HA llegado otro Domingo de Ramos. Con sigilo, con lenta demora, cuando el calendario avanzaba como prisionero de su ausencia. La luna llena se retrasó y no se asomaba al balcón del cielo, donde los cofrades que se fueron al más allá se asoman todas las Semana Santas. Hoy revive el tiempo que ampara las nostalgias. Hoy los caminos de Cádiz llevan a Extramuros, hacia San José y Salesianos, pero después vuelven al centro histórico, que es donde sigue latiendo el núcleo íntimo de Cádiz, y conducen a Santo Domingo, a San Lorenzo,  a San Agustín. Es allí donde nos conmueve, con su mirada, el Señor de la Humildad y Paciencia.

San Agustín es uno de los templos históricos de la ciudad. Los agustinos han realizado un esfuerzo para seguir presentes y para restaurar la iglesia, a los 400 años de su presencia en Cádiz. Allí está el Cristo de la Buena Muerte, que es el Cristo de San Agustín. Y allí está el Señor de la Humildad y Paciencia, que es el Señor de San Agustín. En estas dos imágenes extraordinarias queda reflejada la Pasión y la Muerte: el Señor que padece, el Cristo que muere.

La cofradía de Humildad y Paciencia tiene una larga historia. Estuvo vinculada a los vizcaínos y a la carrera de Indias. Después, más recientemente, estuvo relacionada con el astillero de Matagorda. Sin embargo, esta cofradía mantiene el gaditanismo como seña de identidad. La devoción al Señor de la Humildad y Paciencia está enraizada en el Cádiz del centro, en personas que viven cerca, en calles custodiadas por cañones en las esquinas, donde hay almacenes de ultramarinos, tiendas pequeñas y oscuras, cierros antes señoriales y ahora desvencijados... Las huellas de una decadencia que es digna,  y que  envuelve los secretos con la volatilidad de los pensamientos íntimos.

El Cristo de la Buena Muerte acaparó los elogios, el poema de José María Pemán, los desvelos de Cayetano del Toro por organizarle una cofradía de la aristocracia espiritual. Pero Jacinto Pimentel había tallado en 1638 una imagen que de por sí encumbraría a cualquier escultor. No conozco en España ningún Cristo de la Humildad y Paciencia que sea de superior valía artística que el Señor de San Agustín. Ninguno es como Él, para reflejar el dolor más profundo de Jesús antes de ser crucificado. Ningunas lágrimas son como las suyas, en las que se adivina el sabor amargo y salobre del mar de tristeza que le inunda.

En San Agustín, el sufrir del hombre se convirtió en el sufrir de Dios. Y sale a las calles hoy, en la tarde del Domingo de Ramos.

(Tareas del ejercicio)
1. Según el fragmento, ¿con qué astillero estuvo relacionada más recientemente la cofradía de Humildad y Paciencia?
2. Devuelve todo el fragmento desde "La cofradía de" hasta "los pensamientos íntimos.", ambos incluidos.

(Datos de origen)
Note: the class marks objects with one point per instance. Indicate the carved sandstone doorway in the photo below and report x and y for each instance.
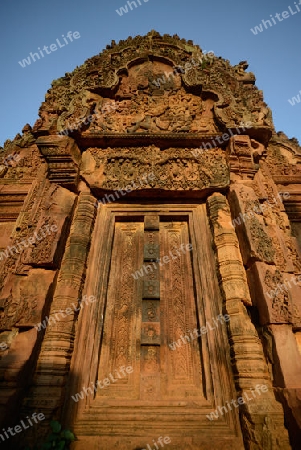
(145, 304)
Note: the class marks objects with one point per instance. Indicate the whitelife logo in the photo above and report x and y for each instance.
(53, 48)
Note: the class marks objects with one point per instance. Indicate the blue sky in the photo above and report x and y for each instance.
(223, 27)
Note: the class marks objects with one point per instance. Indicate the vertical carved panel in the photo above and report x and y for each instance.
(121, 331)
(183, 370)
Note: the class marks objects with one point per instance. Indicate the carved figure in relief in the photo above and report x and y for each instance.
(151, 364)
(151, 312)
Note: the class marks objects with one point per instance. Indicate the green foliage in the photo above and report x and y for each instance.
(58, 439)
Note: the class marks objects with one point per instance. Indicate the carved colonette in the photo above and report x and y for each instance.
(271, 254)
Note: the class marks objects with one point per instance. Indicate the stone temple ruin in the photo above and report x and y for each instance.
(150, 265)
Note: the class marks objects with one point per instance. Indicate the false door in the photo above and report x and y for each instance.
(151, 304)
(152, 269)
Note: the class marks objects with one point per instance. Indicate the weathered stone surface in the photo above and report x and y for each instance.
(147, 139)
(287, 358)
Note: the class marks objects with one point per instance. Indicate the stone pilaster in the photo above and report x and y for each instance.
(47, 392)
(262, 418)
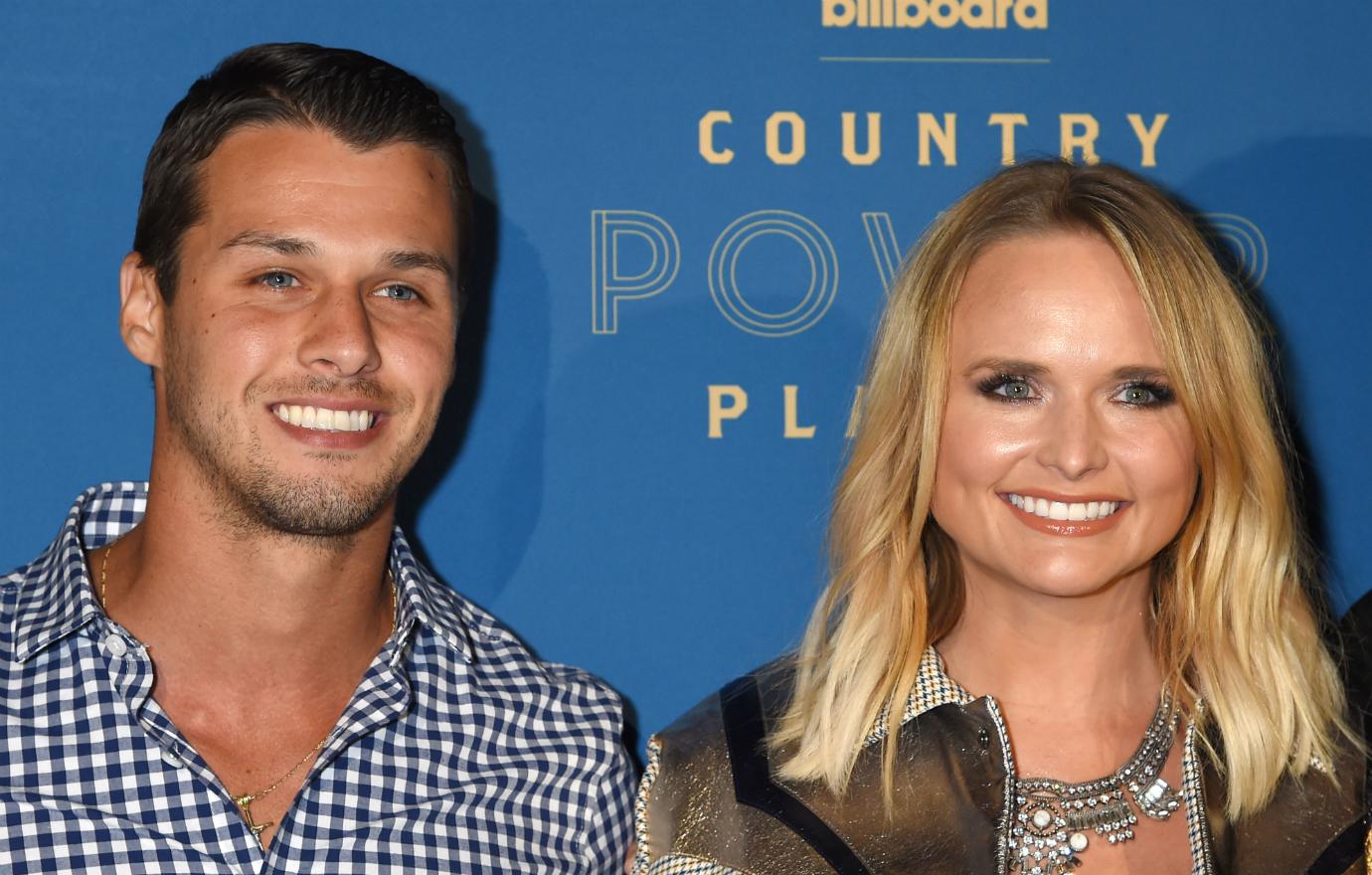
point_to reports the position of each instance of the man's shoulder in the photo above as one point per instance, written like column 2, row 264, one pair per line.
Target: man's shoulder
column 506, row 671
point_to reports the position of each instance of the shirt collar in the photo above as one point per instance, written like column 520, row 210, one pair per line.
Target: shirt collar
column 934, row 687
column 55, row 597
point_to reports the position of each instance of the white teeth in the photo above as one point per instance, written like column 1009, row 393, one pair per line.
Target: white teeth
column 324, row 419
column 1062, row 510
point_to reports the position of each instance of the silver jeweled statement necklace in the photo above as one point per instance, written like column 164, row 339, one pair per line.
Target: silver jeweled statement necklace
column 1053, row 816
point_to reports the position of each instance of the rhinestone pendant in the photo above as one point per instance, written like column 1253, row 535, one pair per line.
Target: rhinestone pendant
column 1158, row 799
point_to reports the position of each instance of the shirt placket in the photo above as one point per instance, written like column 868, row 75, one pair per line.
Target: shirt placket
column 382, row 698
column 132, row 673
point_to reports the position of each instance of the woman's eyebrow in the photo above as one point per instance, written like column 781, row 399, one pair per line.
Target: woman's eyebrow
column 1139, row 372
column 1008, row 365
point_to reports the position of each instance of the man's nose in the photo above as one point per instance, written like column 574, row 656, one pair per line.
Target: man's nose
column 339, row 338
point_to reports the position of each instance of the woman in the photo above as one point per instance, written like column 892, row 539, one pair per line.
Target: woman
column 1068, row 620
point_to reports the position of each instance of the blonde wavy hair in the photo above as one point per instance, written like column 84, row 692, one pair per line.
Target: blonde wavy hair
column 1232, row 614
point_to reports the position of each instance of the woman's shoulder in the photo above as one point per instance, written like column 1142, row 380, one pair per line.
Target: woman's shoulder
column 688, row 816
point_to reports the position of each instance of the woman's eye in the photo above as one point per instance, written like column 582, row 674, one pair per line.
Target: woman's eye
column 1006, row 387
column 1015, row 389
column 1144, row 395
column 277, row 278
column 397, row 292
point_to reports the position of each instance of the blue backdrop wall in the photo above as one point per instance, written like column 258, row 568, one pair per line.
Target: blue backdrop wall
column 671, row 203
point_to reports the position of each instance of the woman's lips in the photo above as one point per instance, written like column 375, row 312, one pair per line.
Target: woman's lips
column 1064, row 517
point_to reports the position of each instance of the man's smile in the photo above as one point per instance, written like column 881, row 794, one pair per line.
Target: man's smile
column 325, row 419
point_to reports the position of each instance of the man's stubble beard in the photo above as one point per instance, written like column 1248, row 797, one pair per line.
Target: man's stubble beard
column 256, row 498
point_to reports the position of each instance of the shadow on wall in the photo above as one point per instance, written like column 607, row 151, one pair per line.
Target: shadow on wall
column 459, row 402
column 1320, row 309
column 1310, row 307
column 487, row 445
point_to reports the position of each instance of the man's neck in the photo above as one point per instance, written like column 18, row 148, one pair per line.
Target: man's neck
column 238, row 611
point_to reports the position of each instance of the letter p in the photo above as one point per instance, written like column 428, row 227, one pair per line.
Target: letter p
column 719, row 412
column 613, row 235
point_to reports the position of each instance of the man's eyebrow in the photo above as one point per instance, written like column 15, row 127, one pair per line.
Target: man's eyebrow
column 414, row 260
column 277, row 243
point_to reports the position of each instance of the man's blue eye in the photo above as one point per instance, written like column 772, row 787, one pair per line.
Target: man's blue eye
column 398, row 292
column 277, row 278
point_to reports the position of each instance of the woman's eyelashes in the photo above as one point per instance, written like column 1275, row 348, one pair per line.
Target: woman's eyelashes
column 1006, row 387
column 1020, row 389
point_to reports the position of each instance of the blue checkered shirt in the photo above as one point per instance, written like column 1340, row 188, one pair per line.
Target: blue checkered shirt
column 459, row 752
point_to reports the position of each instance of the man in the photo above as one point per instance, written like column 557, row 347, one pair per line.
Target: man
column 242, row 667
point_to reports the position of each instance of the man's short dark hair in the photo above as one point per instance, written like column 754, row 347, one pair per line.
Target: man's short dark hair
column 358, row 99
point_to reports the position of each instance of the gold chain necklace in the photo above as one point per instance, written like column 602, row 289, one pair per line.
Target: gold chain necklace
column 245, row 801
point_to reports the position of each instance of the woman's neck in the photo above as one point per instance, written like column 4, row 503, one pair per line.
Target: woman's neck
column 1076, row 678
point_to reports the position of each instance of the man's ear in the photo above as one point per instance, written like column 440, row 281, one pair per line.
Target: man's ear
column 141, row 310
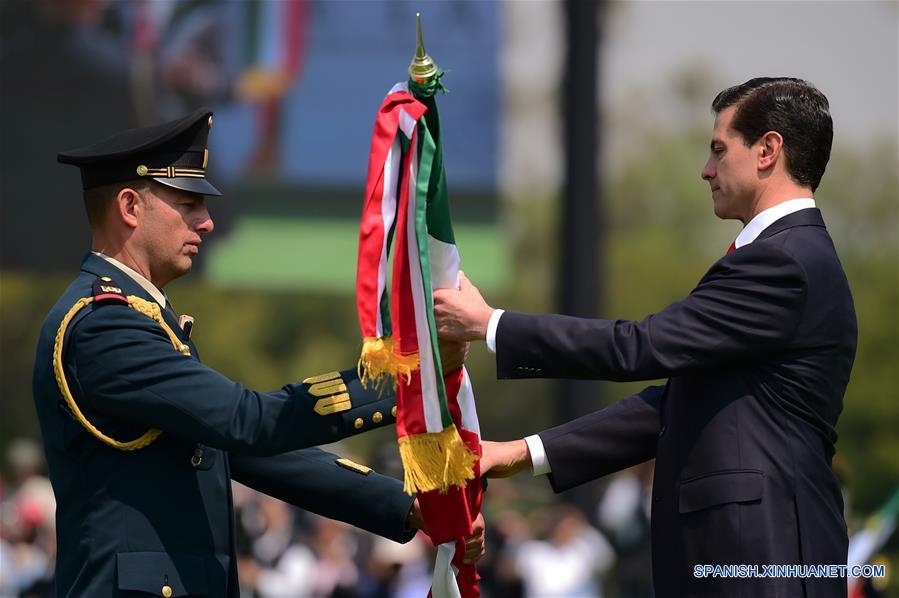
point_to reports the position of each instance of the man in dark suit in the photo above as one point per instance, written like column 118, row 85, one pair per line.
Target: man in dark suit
column 757, row 358
column 142, row 440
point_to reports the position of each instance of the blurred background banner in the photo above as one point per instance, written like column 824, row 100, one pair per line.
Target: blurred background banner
column 294, row 85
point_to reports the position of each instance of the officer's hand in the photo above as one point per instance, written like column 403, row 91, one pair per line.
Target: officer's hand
column 504, row 459
column 476, row 543
column 452, row 354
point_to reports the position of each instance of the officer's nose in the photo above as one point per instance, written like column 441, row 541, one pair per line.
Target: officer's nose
column 708, row 171
column 205, row 224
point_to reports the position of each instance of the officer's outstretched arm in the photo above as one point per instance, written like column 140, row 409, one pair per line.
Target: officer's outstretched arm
column 325, row 484
column 121, row 364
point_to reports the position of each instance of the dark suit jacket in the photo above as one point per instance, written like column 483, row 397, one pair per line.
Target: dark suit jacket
column 131, row 522
column 757, row 357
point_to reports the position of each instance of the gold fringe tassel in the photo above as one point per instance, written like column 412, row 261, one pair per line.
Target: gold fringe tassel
column 436, row 461
column 378, row 360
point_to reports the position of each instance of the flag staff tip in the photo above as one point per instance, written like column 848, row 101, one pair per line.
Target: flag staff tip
column 423, row 68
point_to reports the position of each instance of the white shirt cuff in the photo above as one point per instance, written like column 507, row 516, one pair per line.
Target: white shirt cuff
column 539, row 462
column 491, row 329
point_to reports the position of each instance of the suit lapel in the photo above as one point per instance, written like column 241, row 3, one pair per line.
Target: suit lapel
column 97, row 266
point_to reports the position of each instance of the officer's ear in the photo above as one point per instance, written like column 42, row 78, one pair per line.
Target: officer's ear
column 130, row 204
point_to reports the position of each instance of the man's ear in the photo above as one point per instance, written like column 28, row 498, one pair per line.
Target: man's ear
column 771, row 145
column 130, row 205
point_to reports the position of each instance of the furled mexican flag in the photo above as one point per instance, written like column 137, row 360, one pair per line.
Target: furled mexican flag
column 406, row 206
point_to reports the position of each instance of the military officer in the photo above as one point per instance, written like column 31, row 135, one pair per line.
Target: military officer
column 141, row 438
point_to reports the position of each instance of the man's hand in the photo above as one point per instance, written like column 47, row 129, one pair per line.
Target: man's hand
column 452, row 354
column 461, row 315
column 504, row 459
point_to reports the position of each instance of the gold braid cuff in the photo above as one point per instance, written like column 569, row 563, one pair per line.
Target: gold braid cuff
column 149, row 309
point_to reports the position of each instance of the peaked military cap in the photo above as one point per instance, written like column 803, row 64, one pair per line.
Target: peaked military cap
column 173, row 153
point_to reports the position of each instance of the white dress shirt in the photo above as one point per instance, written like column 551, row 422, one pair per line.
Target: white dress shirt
column 148, row 286
column 750, row 233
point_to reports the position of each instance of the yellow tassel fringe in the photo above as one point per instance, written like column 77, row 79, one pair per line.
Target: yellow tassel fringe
column 378, row 360
column 436, row 461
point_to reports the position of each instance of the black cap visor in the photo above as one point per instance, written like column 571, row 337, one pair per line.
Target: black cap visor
column 192, row 184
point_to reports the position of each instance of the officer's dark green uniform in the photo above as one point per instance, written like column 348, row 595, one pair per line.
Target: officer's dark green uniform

(Respuestas esperadas)
1. Con el astillero de Matagorda.

2.
La cofradía de Humildad y Paciencia tiene una larga historia. Estuvo vinculada a los vizcaínos y a la carrera de Indias. Después, más recientemente, estuvo relacionada con el astillero de Matagorda. Sin embargo, esta cofradía mantiene el gaditanismo como seña de identidad. La devoción al Señor de la Humildad y Paciencia está enraizada en el Cádiz del centro, en personas que viven cerca, en calles custodiadas por cañones en las esquinas, donde hay almacenes de ultramarinos, tiendas pequeñas y oscuras, cierros antes señoriales y ahora desvencijados... Las huellas de una decadencia que es digna,  y que  envuelve los secretos con la volatilidad de los pensamientos íntimos.